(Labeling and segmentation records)
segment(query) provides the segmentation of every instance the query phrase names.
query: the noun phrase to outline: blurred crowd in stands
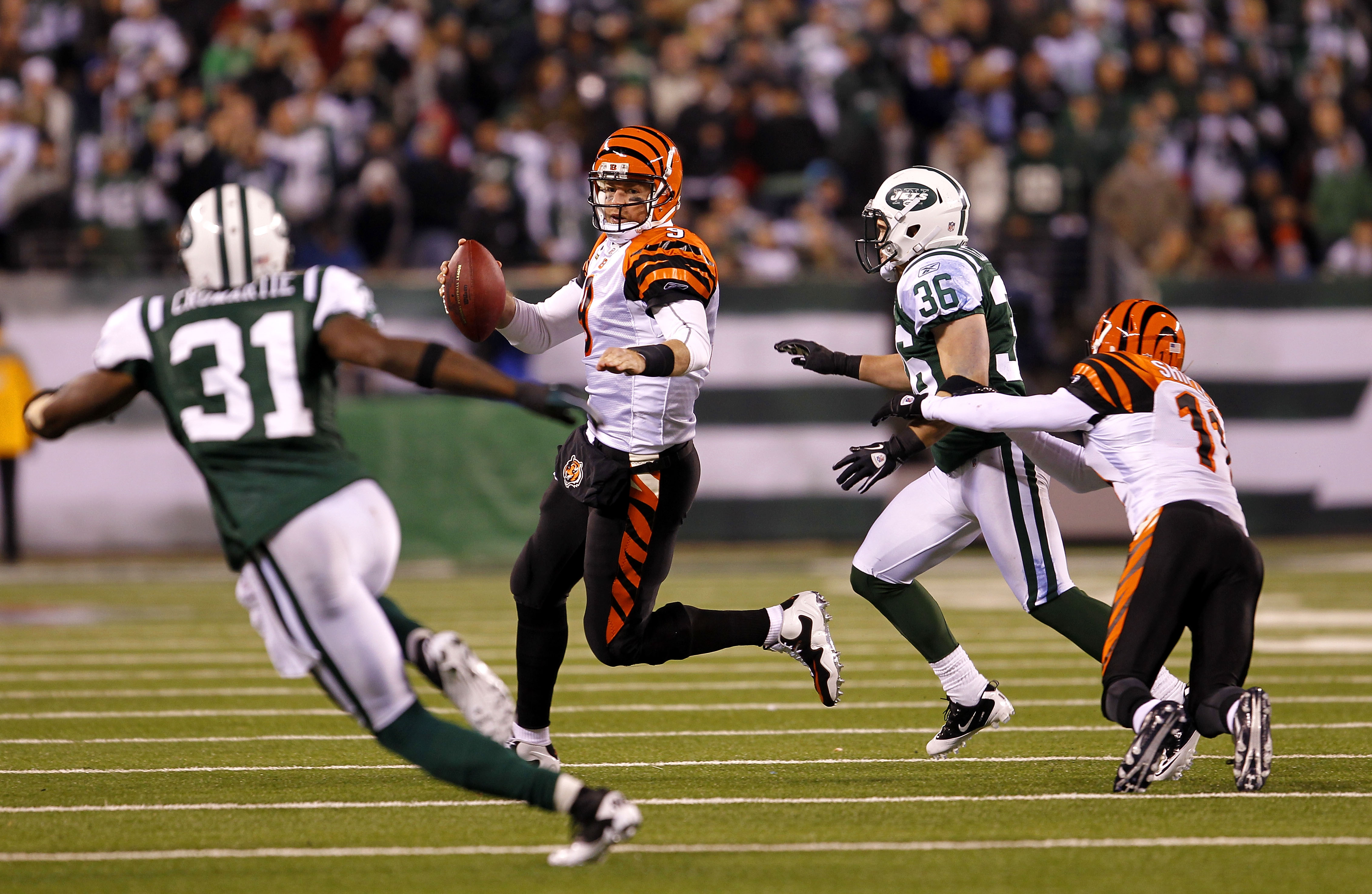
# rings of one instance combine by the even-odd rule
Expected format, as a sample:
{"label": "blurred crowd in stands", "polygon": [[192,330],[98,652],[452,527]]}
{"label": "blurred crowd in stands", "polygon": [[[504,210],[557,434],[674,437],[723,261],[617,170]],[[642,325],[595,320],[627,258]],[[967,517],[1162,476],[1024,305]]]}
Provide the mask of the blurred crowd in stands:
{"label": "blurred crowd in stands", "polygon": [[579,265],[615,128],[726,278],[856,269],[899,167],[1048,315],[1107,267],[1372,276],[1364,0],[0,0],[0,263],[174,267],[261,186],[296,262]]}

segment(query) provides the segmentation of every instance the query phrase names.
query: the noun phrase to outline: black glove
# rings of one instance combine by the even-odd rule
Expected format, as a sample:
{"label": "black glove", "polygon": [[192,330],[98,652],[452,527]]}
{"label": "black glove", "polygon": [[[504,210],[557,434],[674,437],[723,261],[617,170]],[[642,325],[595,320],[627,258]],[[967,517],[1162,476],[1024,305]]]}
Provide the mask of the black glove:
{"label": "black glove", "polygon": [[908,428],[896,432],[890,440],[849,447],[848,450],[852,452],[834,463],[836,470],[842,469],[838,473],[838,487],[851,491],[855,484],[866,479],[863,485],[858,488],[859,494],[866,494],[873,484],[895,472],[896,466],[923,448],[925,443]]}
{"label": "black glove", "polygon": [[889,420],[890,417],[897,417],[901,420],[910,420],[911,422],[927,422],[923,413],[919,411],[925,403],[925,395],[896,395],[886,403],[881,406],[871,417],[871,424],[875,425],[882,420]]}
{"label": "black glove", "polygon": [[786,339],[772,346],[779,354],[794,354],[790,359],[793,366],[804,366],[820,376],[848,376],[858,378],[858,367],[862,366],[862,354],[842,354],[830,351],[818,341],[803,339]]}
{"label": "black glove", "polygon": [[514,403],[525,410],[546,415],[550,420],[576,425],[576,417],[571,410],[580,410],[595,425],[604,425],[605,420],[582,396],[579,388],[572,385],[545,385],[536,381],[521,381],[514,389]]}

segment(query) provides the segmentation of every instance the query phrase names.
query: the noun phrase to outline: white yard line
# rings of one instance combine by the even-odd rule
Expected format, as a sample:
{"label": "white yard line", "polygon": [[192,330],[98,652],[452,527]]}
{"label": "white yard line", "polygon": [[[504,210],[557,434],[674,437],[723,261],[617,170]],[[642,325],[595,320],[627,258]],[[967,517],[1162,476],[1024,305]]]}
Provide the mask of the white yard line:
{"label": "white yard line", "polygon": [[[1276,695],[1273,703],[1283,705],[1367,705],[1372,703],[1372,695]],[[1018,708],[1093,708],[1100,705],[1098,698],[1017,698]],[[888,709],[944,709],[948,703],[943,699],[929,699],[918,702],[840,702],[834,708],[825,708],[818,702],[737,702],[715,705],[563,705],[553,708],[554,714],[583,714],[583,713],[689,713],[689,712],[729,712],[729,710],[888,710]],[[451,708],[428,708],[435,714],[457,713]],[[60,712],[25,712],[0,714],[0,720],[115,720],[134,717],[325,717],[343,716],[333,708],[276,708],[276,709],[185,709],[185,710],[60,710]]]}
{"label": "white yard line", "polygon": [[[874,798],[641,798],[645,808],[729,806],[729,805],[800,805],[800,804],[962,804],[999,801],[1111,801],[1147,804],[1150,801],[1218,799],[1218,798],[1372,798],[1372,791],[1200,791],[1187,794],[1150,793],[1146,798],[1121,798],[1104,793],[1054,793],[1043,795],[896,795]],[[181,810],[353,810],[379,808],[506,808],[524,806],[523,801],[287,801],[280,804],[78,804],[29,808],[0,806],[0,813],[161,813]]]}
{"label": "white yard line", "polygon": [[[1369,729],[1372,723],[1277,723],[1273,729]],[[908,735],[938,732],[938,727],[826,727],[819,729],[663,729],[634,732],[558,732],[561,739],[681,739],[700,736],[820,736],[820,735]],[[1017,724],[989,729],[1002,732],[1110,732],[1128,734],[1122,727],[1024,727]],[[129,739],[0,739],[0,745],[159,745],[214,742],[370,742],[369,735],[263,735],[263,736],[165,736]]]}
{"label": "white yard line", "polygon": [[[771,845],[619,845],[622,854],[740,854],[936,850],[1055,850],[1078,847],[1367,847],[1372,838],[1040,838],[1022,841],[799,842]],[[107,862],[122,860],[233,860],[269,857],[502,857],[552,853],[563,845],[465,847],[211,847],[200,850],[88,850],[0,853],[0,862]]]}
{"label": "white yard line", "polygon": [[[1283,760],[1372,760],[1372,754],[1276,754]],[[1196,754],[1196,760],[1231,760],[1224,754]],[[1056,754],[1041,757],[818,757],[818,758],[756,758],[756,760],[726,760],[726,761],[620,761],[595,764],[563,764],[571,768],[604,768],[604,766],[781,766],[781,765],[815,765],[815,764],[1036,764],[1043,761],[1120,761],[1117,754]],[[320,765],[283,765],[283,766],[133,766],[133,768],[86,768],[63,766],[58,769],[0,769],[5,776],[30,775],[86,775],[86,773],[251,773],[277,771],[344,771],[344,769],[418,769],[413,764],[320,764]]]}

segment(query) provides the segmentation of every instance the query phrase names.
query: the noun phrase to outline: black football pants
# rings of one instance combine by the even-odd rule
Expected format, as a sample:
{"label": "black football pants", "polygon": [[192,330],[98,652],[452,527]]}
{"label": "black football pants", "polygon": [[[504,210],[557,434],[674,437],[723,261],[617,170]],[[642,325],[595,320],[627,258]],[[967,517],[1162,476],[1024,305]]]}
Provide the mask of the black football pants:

- _Problem requirements_: Gather every line of the entries above that contains the word "football". Case counts.

- _Reply_:
query: the noun phrase to outline: black football pants
{"label": "black football pants", "polygon": [[192,330],[98,652],[452,527]]}
{"label": "black football pants", "polygon": [[[504,210],[557,434],[674,437],[723,261],[617,170]],[[642,325],[595,320],[627,258]],[[967,517],[1162,476],[1024,305]]]}
Provide the mask of the black football pants:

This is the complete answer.